-- start Provided records --

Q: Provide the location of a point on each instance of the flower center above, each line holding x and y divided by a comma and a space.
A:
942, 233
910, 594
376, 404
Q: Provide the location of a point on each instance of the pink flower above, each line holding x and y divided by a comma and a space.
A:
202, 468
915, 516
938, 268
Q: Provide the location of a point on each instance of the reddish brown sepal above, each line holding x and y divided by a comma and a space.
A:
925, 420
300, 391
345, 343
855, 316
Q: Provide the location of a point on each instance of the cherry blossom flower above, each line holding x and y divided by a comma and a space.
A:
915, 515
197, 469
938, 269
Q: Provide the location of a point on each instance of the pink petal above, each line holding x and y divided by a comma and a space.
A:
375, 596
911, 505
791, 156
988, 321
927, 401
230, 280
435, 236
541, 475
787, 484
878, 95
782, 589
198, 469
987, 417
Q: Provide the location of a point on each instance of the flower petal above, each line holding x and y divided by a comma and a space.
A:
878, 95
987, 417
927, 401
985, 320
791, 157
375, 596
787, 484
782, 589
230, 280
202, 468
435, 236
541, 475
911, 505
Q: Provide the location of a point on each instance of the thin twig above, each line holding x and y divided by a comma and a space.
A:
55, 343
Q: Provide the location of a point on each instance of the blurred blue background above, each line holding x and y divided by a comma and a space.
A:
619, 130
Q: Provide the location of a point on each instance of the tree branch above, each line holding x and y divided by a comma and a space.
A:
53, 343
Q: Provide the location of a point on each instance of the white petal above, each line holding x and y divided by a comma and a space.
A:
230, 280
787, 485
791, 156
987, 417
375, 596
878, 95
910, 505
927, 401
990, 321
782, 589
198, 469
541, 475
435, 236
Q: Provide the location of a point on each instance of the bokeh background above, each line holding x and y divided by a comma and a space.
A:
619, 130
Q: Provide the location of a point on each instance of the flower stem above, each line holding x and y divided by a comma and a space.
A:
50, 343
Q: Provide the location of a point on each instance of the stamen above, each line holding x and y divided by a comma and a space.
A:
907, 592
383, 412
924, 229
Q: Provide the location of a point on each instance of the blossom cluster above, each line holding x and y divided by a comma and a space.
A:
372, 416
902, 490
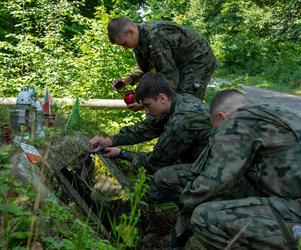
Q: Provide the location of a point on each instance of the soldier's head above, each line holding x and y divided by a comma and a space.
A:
224, 104
123, 32
155, 93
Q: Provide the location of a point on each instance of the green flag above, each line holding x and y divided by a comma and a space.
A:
74, 119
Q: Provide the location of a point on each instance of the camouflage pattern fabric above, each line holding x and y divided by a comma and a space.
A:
182, 135
259, 143
216, 223
181, 55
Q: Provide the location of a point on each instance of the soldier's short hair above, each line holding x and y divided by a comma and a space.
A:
116, 26
151, 85
229, 99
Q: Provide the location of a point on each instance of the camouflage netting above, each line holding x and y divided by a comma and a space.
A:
66, 154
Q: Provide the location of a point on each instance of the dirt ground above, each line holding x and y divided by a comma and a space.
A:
156, 227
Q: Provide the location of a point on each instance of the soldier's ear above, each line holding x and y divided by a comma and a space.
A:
222, 115
129, 30
163, 98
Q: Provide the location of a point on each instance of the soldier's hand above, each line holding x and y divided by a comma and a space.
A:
98, 143
112, 152
118, 84
135, 106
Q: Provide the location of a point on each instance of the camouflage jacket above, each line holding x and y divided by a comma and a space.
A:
260, 144
182, 135
176, 52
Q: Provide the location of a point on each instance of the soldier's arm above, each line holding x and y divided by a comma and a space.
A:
163, 60
176, 141
229, 157
145, 130
143, 66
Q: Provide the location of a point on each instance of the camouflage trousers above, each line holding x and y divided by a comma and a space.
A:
216, 223
171, 180
194, 79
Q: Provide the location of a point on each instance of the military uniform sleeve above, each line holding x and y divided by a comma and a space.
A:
136, 74
230, 155
143, 131
176, 141
143, 66
163, 60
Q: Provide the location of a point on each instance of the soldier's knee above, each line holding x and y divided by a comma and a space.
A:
158, 177
203, 216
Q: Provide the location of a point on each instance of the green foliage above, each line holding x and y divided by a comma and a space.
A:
126, 233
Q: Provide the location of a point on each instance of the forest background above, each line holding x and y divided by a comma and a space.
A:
63, 45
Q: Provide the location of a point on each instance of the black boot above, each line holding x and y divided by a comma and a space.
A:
178, 242
157, 197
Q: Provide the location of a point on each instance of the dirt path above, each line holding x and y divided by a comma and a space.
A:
275, 98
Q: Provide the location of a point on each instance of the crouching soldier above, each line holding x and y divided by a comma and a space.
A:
182, 127
262, 146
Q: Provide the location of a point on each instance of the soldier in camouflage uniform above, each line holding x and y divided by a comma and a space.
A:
183, 127
262, 145
180, 54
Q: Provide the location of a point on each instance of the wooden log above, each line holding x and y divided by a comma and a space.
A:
91, 103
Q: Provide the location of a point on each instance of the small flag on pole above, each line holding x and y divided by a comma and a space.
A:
74, 119
46, 106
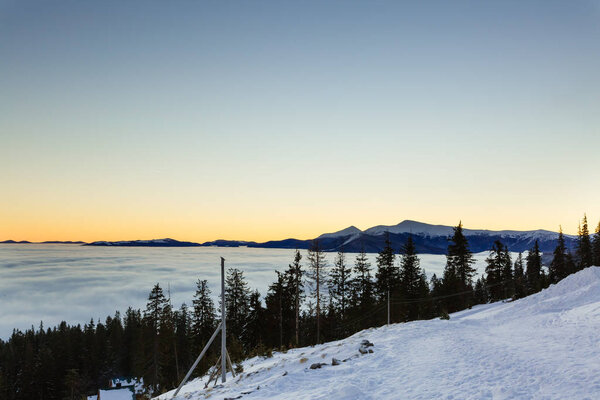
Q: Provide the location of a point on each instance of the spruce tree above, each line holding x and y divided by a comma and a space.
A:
316, 277
494, 271
411, 280
596, 246
279, 302
534, 269
203, 323
584, 245
558, 268
519, 278
294, 281
339, 285
480, 294
387, 277
253, 335
236, 301
458, 274
152, 320
362, 289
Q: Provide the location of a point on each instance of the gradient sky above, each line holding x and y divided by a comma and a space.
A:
265, 120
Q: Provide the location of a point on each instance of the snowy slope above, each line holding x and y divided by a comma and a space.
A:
351, 230
420, 228
545, 346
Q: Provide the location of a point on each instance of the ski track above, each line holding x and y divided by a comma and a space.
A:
545, 346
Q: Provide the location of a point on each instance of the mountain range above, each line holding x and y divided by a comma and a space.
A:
429, 239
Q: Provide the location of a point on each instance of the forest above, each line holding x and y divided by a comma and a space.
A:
311, 301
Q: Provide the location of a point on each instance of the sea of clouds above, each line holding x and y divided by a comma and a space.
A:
72, 283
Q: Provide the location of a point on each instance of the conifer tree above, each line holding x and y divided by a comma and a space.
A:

-- end Provided records --

> Goal: Rewrite every one of the items above as a numbered list, dropping any blank lines and leaving the pictures out.

> Final answer:
1. Q: Provide the location of a point on each instance of the flower center above, each line holding x and y divided by a comma and a space.
2. A:
3. 942, 233
4. 910, 594
5. 376, 404
6. Q: Provide the location of a point on each instance of the pink flower above, each line holding x and y divided by a comma and a space.
7. A:
8. 202, 468
9. 915, 516
10. 938, 268
11. Q: Provide the location of a point on each instance of the reddish brown sepal above, each line holding x and y divided by a comma and a space.
12. A:
13. 925, 420
14. 300, 391
15. 345, 343
16. 855, 316
17. Q: Provide the location of a point on each instance of the cherry blossom flower above, each line holding x and y divided by a comma and a space.
18. A:
19. 915, 515
20. 197, 469
21. 938, 269
22. Q: Provide the location of a point on each instance of the pink petal above, each line holding x and y divided by a comma and a space.
23. A:
24. 375, 596
25. 911, 505
26. 791, 156
27. 988, 321
28. 927, 401
29. 230, 280
30. 435, 236
31. 541, 475
32. 787, 484
33. 878, 95
34. 782, 589
35. 198, 469
36. 987, 417
37. Q: Provide the location of a point on each instance of the flower petal above, each line holding x and y divided by a comma and a space.
38. A:
39. 878, 95
40. 987, 417
41. 927, 401
42. 985, 320
43. 791, 157
44. 375, 596
45. 787, 484
46. 782, 589
47. 230, 280
48. 202, 468
49. 435, 236
50. 541, 475
51. 911, 505
52. Q: Provide the location of a point on each instance of the thin twig above, each line holding x and y divided by a comma and a space.
53. A:
54. 55, 343
55. Q: Provide the location of a point on each instance of the blurred blue background above, each line holding x and y divided by a comma and a space.
56. A:
57. 619, 130
58. Q: Provide the location of a point on each instance of the tree branch above, each line holding x and y divided by a comma and a space.
59. A:
60. 53, 343
61. Q: Provide the location of a point on each instance of the white petal above, each line holding x and y divided by a comma and a space.
62. A:
63. 230, 280
64. 787, 485
65. 791, 156
66. 987, 417
67. 375, 596
68. 878, 95
69. 910, 505
70. 927, 401
71. 990, 321
72. 782, 589
73. 198, 469
74. 541, 475
75. 435, 236
76. Q: Provide the location of a point on each instance of the bokeh background above, each line holding x and y divided by a comma and a space.
77. A:
78. 619, 130
79. Q: Provide the location of a point on each instance of the flower stem above, each line holding x and y divided by a comma and a space.
80. A:
81. 50, 343
82. Q: Provide the location of a point on each instance of the stamen above, each line holding x and y divided by a comma and a space.
83. A:
84. 907, 592
85. 383, 412
86. 924, 229
87. Q: Provide the location of a point on each instance of the blossom cluster above, each line holding x and y divided by a comma and a space.
88. A:
89. 372, 416
90. 902, 490
91. Q: Provide the location of a point on each instance of the soldier's head above, each line holding x and y divided by a comma and a space.
92. A:
93. 224, 104
94. 123, 32
95. 155, 93
96. Q: Provide the location of a point on each instance of the green flag above, each line holding x and y divided by a comma and a space.
97. A:
98. 74, 119
99. Q: Provide the location of a point on each instance of the camouflage pattern fabric above, each line holding x and y divided by a comma and a space.
100. A:
101. 182, 135
102. 259, 143
103. 216, 223
104. 181, 55
105. Q: Provide the location of a point on each instance of the soldier's short hair above, each line holding x and y divided by a comma and a space.
106. A:
107. 116, 26
108. 151, 85
109. 229, 99
110. Q: Provide the location of a point on each instance of the camouflage netting above, each line holding x and y divided by a comma and a space.
111. A:
112. 66, 154
113. Q: Provide the location of a point on each instance of the dirt ground above, each line holding x and y divided by a comma and a space.
114. A:
115. 156, 227
116. Q: Provide the location of a point on each instance of the soldier's ear above, each line holding x and y divided by a comma and a space.
117. A:
118. 222, 115
119. 129, 30
120. 163, 98
121. Q: Provide the location of a point on each instance of the soldier's hand above, each line holding x and y divided by a comma and a space.
122. A:
123. 98, 143
124. 112, 152
125. 118, 84
126. 135, 106
127. Q: Provide the location of a point on each instance of the camouflage jacket above, each line holding x and y divided by a comma and a space.
128. A:
129. 260, 144
130. 182, 135
131. 176, 52
132. Q: Provide the location of a point on each instance of the soldier's arm above, each line holding x and y divided by a comma and a space.
133. A:
134. 163, 60
135. 176, 141
136. 229, 157
137. 145, 130
138. 143, 66
139. Q: Provide the location of a point on each instance of the camouflage trousers above, each line holding x and y divided by a comma and a space.
140. A:
141. 216, 223
142. 171, 180
143. 194, 79
144. Q: Provide the location of a point on each instance of the military uniform sleeve above, each line holding x and y divided by a comma and a space.
145. A:
146. 136, 74
147. 230, 155
148. 143, 131
149. 176, 141
150. 143, 66
151. 163, 60
152. Q: Provide the location of a point on each instance of the soldier's knee above, each line holding x and y divided by a comma and a space.
153. A:
154. 158, 177
155. 203, 216
156. Q: Provide the location of a point on each instance of the green foliage above, each line holding x and y divided by a comma and a space.
157. A:
158. 126, 233
159. Q: Provide the location of a point on each instance of the forest background above, each line holding x and y divided by a comma and a space.
160. A:
161. 63, 45
162. Q: Provide the location of a point on each instance of the black boot above, each line holding x and y divided by a comma and a space.
163. A:
164. 178, 242
165. 157, 197
166. Q: Provide the location of a point on each instance of the dirt path above, each line holding x and y divided by a comma and a space.
167. A:
168. 275, 98
169. Q: Provide the location of a point on each instance of the crouching soldier above, each line holding x and y divided by a comma and a space.
170. A:
171. 182, 127
172. 262, 146
173. Q: Provide the location of a point on each instance of the soldier in camouflage uniform above, each line holding x and y divided by a comma and a space.
174. A:
175. 183, 127
176. 262, 145
177. 180, 54
178. Q: Provide the location of a point on each instance of the wooden log above, each line holding x and y divided by a comma and a space.
179. A:
180. 91, 103
181. Q: Provide the location of a point on each instance of the small flag on pole above, each line holding x and y divided by a comma and a space.
182. A:
183. 74, 119
184. 46, 106
185. Q: Provide the location of a point on each instance of the spruce tree above, each line holding x and y divided by a comma and a space.
186. A:
187. 316, 277
188. 494, 271
189. 411, 280
190. 596, 246
191. 279, 302
192. 534, 269
193. 203, 323
194. 584, 245
195. 558, 268
196. 519, 278
197. 294, 281
198. 339, 285
199. 480, 294
200. 387, 277
201. 253, 335
202. 236, 301
203. 458, 274
204. 152, 320
205. 362, 289
206. Q: Provide the location of a point on each instance of the gradient sky above, each line holding x and y divided by a comma and a space.
207. A:
208. 265, 120
209. Q: Provide the location of a point on each instance of the snowy slope above, each line holding x and y divided by a comma and a space.
210. A:
211. 351, 230
212. 420, 228
213. 545, 346
214. Q: Provide the location of a point on each instance of the ski track above, each line holding x and y divided by a comma and a space.
215. A:
216. 545, 346
217. Q: Provide the location of a point on each instance of the mountain range above, each line holding x and y divided by a comma and a space.
218. A:
219. 429, 239
220. Q: Provide the location of a point on each instance of the forest above, each line holding x and y divided by a comma and a space.
221. A:
222. 311, 301
223. Q: Provide the location of a point on each instance of the sea of clouds above, each line holding x and y divided by a comma and a space.
224. A:
225. 72, 283
226. Q: Provide the location of a point on each instance of the conifer tree above, each line holding x and y divided by a comma and a space.
227. A:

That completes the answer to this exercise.